** start of Source **
While much has been said recently about whether the time is now ripe for the U.S.to review its decision on Mr. Modi’s visa – especially after ‘Vibrant Gujarat’-type events have tugged at the financial heartstrings of American businessmen and Congressmen – an important question that may have been missed in the ensuing brouhaha was this: What drives perceptions of minority persecution in the U.S.?

After all it was the alleged persecution of a community that is considered a religious minority that led to the State Department decision to revoke Mr. Modi’s B1-B2 visa eight years ago. At the time media quoted Department officials saying that Mr. Modi's visa had been “ >revoked under Section 212(a)(2)(g) of the Immigration and Nationality Act .”

A quick glance at the INA section quoted reveals that Washington does not take the infringement of religious freedom lightly at all, a perspective corroborated by the fact that the State Department also publishes an annual report to the U.S. Congress on International Religious Freedom, in which tome India finds consistent and critical mention.

What Section 212(a)(2)(g) of the INA says about foreign government officials who have committed “particularly severe violations of religious freedom,” is: “Any alien who, while serving as a foreign government official, was responsible for or directly carried out, at any time, particularly severe violations of religious freedom, as defined in Section 3 of the >International Religious Freedom Act of 1998 (22 U.S.C. 6402), is inadmissible.” (linked to PDF)
** end of Source **
** start of Given data **
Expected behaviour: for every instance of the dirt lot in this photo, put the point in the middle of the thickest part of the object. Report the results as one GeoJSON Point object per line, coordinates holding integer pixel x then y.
** end of Given data **
§ Exercise requirements:
**1.** In the piece on Mr. Modi's visa, which section of the Immigration and Nationality Act did State Department officials cite for the revocation?
**2.** Translate this sentence from the piece on Mr. Modi's visa into Spanish: "After all it was the alleged persecution of a community that is considered a religious minority that led to the State Department decision to revoke Mr. Modi’s B1-B2 visa eight years ago."

§ Responses to the exercise:
**1.** Section 212(a)(2)(g)

**2.** Después de todo, fue la presunta persecución de una comunidad considerada una minoría religiosa lo que llevó a la decisión del Departamento de Estado de revocar la visa B1-B2 del Sr. Modi hace ocho años.